▸ **Exercise description**
Copying each record below exactly is the whole task.

(Provided data Opens)

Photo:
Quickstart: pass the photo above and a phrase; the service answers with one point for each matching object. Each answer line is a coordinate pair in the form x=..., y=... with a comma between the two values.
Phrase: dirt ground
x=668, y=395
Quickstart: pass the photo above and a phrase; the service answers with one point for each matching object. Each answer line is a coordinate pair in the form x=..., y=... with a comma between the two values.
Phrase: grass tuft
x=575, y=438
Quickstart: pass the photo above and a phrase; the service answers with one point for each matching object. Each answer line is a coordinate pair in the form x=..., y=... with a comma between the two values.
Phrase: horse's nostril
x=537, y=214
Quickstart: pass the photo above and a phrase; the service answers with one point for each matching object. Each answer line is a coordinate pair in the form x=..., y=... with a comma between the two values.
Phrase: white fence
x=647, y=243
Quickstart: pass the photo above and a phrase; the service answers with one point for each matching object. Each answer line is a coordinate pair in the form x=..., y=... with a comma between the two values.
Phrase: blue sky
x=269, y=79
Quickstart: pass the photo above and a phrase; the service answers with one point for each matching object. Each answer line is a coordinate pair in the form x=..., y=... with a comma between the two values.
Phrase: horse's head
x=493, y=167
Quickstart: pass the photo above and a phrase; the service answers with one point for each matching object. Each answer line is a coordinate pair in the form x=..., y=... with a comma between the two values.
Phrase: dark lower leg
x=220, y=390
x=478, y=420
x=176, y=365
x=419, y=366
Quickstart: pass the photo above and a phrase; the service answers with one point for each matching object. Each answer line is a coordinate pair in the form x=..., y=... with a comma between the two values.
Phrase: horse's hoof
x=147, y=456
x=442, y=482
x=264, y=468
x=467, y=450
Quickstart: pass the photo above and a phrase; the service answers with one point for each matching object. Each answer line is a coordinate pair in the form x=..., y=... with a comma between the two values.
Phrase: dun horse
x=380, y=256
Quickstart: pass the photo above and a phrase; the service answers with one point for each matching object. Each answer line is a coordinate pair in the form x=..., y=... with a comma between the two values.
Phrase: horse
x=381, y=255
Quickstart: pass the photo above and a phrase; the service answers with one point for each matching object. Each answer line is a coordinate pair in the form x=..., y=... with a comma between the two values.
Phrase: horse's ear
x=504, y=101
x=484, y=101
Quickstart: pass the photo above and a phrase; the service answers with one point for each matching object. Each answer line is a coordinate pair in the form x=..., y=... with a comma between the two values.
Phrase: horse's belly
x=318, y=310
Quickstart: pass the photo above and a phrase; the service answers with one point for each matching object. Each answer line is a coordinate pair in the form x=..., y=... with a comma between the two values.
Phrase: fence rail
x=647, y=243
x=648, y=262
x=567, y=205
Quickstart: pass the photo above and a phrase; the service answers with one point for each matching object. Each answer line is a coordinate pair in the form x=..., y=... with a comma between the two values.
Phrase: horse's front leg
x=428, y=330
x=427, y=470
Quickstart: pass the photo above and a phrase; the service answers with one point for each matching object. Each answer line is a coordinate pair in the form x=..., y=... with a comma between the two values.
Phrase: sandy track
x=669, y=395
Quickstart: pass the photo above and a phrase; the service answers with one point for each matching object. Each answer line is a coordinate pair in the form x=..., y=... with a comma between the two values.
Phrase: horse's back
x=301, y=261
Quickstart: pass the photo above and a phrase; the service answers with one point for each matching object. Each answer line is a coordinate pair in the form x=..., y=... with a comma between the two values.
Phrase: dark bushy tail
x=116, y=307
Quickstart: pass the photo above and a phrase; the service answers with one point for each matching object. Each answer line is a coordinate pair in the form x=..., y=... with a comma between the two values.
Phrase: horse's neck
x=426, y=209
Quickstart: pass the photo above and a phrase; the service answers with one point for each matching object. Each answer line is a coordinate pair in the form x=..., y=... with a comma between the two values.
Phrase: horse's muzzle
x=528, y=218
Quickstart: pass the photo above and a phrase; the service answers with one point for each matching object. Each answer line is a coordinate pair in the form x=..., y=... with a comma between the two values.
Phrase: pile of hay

(Provided data Closes)

▸ **Finished exercise**
Photo:
Quickstart: pass the photo above and a phrase; the service answers with one point for each matching object. Each answer line is a coordinate pair in the form x=..., y=... with a comma between the two values.
Phrase: dirt ground
x=668, y=395
Quickstart: pass the photo above and a phrase; the service answers with one point for each matching object. Each answer line is a coordinate pair in the form x=..., y=... with a comma between the two values.
Phrase: grass tuft
x=575, y=438
Quickstart: pass the photo above and a phrase; the service answers with one point for each matching object. Each answer line is a coordinate pair in the form x=..., y=... with a comma between the two values.
Phrase: horse's nostril
x=537, y=214
Quickstart: pass the photo above and a phrase; the service answers with one point for each matching object. Each answer line is a coordinate pair in the form x=..., y=... with a comma between the two values.
Phrase: white fence
x=647, y=243
Quickstart: pass the photo above and a phrase; the service answers with one point for each matching object. Each answer line is a coordinate pair in the form x=..., y=... with a comma between the two values.
Phrase: blue sky
x=269, y=79
Quickstart: pass the photo above and a phrase; the service answers with one point for each matching object. Each answer line is a coordinate pair in the form x=..., y=... with a comma between the two values.
Phrase: horse's head
x=493, y=167
Quickstart: pass the photo above and a phrase; the service answers with one point for each matching object. Each answer line is a coordinate pair in the form x=..., y=... with a comma between the two values.
Phrase: dark lower leg
x=220, y=390
x=478, y=420
x=176, y=365
x=419, y=366
Quickstart: pass the photo above and a phrase; the service answers with one point for each matching object. Each answer line is a coordinate pair in the form x=..., y=... with a comma between the two values.
Phrase: horse's hoof
x=147, y=456
x=442, y=482
x=264, y=468
x=467, y=450
Quickstart: pass the photo above and a phrase; the service answers with one point for each matching object. Each answer line is a coordinate pair in the form x=..., y=... with a comma between the two values.
Phrase: dun horse
x=380, y=256
Quickstart: pass the photo above and a phrase; the service answers with one point for each matching object. Each answer line is a coordinate pair in the form x=..., y=... with a comma between the two values.
Phrase: horse
x=381, y=255
Quickstart: pass the photo above and a phrase; the service answers with one point for each matching object. Each answer line is a coordinate pair in the form x=..., y=... with a comma between the two values.
Phrase: horse's ear
x=504, y=101
x=484, y=101
Quickstart: pass the photo above and a phrase; the service answers with one point for each matching object. Each answer line is a coordinate pair in the form x=..., y=... with a comma between the two values.
Phrase: horse's belly
x=318, y=310
Quickstart: pass the photo above and a phrase; the service answers with one point for each matching object. Each answer line is a coordinate pair in the form x=..., y=... with a comma between the two values.
Phrase: fence rail
x=647, y=243
x=648, y=262
x=567, y=205
Quickstart: pass the photo above and a phrase; the service answers with one point for each matching object. Each answer line is a coordinate pair in the form x=..., y=... with a comma between the two values.
Phrase: horse's front leg
x=428, y=330
x=427, y=470
Quickstart: pass the photo above and a phrase; the service answers with one point for each matching object. Each answer line is a coordinate pair in the form x=..., y=... with a comma between the two values.
Phrase: sandy track
x=669, y=395
Quickstart: pass the photo above and a phrase; the service answers with one point for each matching object. Each answer line is a coordinate pair in the form x=..., y=... with a comma between the two values.
Phrase: horse's back
x=301, y=261
Quickstart: pass the photo above and a phrase; the service answers with one point for each matching object. Each answer line is a coordinate pair in the form x=..., y=... with a comma between the two values.
Phrase: dark bushy tail
x=116, y=307
Quickstart: pass the photo above and a phrase; the service answers with one point for each matching object. Each answer line is a coordinate pair in the form x=..., y=... with a comma between the two values.
Phrase: horse's neck
x=426, y=209
Quickstart: pass the photo above and a phrase; the service answers with one point for each matching object. Each answer line is a coordinate pair in the form x=..., y=... with a comma between the two values.
Phrase: horse's muzzle
x=528, y=218
Quickstart: pass the photo above and a phrase; the service answers with one point for each matching object. Each answer line is a coordinate pair in the form x=..., y=... with a comma between the two values.
Phrase: pile of hay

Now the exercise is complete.